/---

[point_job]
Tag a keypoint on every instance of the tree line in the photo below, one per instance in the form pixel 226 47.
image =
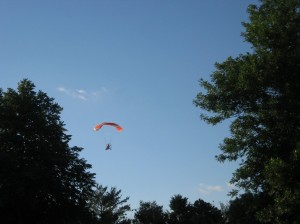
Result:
pixel 44 180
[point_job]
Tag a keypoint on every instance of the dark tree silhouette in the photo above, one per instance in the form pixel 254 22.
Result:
pixel 150 213
pixel 183 212
pixel 259 92
pixel 42 178
pixel 109 206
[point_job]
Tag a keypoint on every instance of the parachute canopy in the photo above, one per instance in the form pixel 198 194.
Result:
pixel 99 126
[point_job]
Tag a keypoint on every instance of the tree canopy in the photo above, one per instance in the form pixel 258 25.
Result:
pixel 42 178
pixel 259 92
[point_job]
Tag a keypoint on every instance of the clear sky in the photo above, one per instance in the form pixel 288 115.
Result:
pixel 136 63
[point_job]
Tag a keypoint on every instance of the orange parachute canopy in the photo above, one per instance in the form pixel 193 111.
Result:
pixel 99 126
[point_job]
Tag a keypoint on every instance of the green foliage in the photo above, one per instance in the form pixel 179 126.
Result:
pixel 150 212
pixel 259 92
pixel 109 206
pixel 42 178
pixel 182 212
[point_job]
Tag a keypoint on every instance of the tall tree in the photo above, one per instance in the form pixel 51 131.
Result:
pixel 180 210
pixel 183 212
pixel 109 206
pixel 259 91
pixel 150 213
pixel 42 178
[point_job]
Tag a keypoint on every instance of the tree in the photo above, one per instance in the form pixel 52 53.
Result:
pixel 183 212
pixel 109 206
pixel 259 92
pixel 42 178
pixel 244 208
pixel 150 213
pixel 180 210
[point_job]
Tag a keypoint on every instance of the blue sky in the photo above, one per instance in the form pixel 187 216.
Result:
pixel 136 63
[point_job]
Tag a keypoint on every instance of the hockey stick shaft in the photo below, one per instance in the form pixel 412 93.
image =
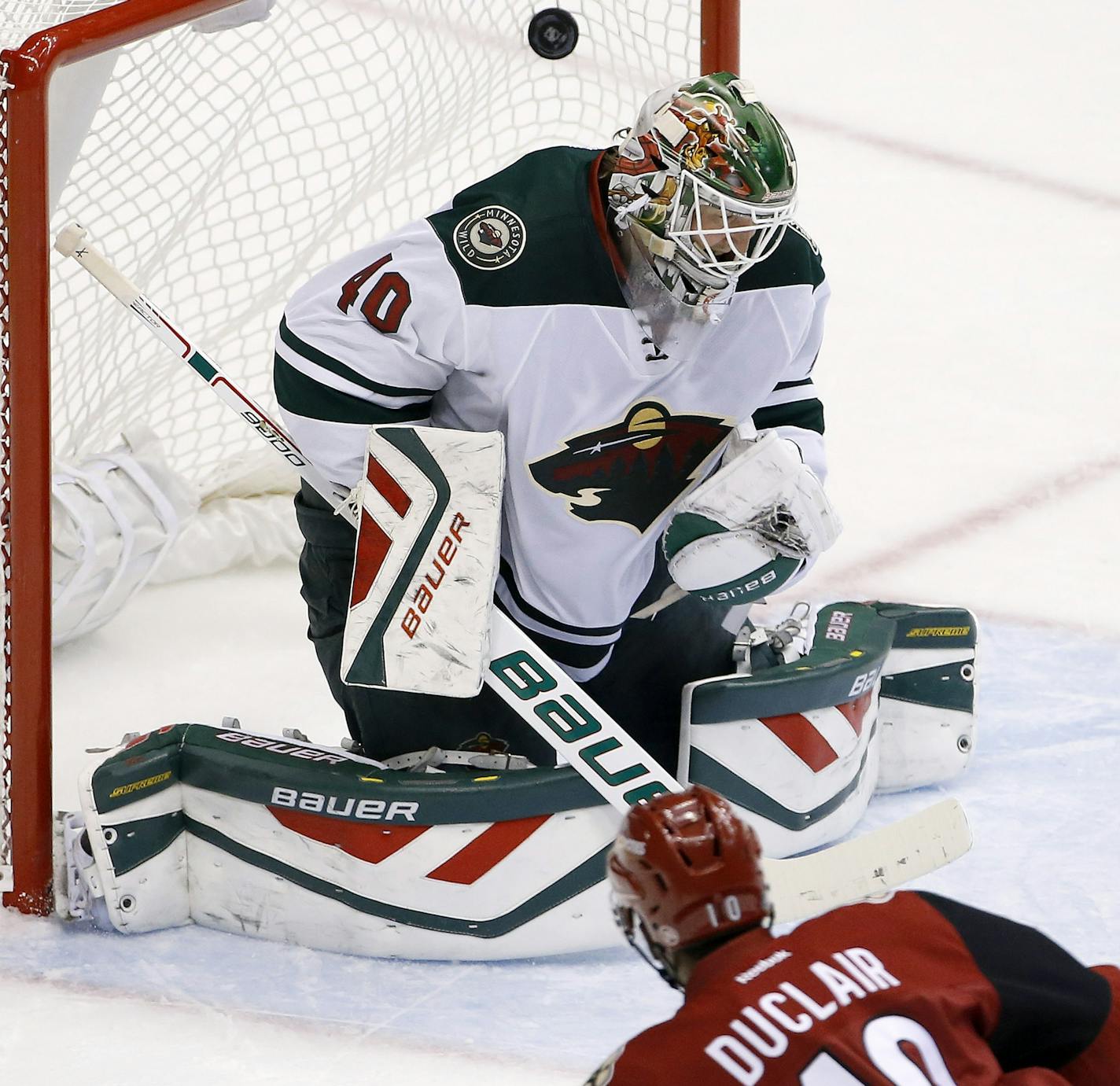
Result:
pixel 546 698
pixel 72 242
pixel 531 683
pixel 871 863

\---

## [Problem to solve]
From the data, pick out every line that includes "keypoint".

## [Solution to the exercise]
Tag a keypoint on every instance of the tree line in the photo below, one per instance in the form pixel 226 47.
Tag a keypoint on every instance of the dark tree silhouette in the photo above, one per instance in the form pixel 254 22.
Tag a keypoint on every instance of the parachute canopy in the photo above, one per instance in the form pixel 198 194.
Tag a keypoint on every instance of the tree canopy in the photo above, one per instance in the form pixel 258 25.
Tag a keypoint on every instance of the clear sky in the photo above, one per instance in the form pixel 288 115.
Tag a keypoint on every instance of the orange parachute canopy in the photo above, one per instance in the form pixel 193 111.
Tag a keypoint on every instance of the green foliage in the photo above, one per instance in the form pixel 179 126.
Tag a keypoint on every instance of the tall tree in the photo above, one per instance in the form pixel 51 131.
Tag a keypoint on every instance of the tree in the photo above, one per instance in the form pixel 52 53.
Tag a keypoint on every instance of the blue sky in the photo above, one per instance in the form pixel 187 216.
Tag a keypoint on every instance of the hockey stick shaft in the photo below, one per instance in the form pixel 412 93.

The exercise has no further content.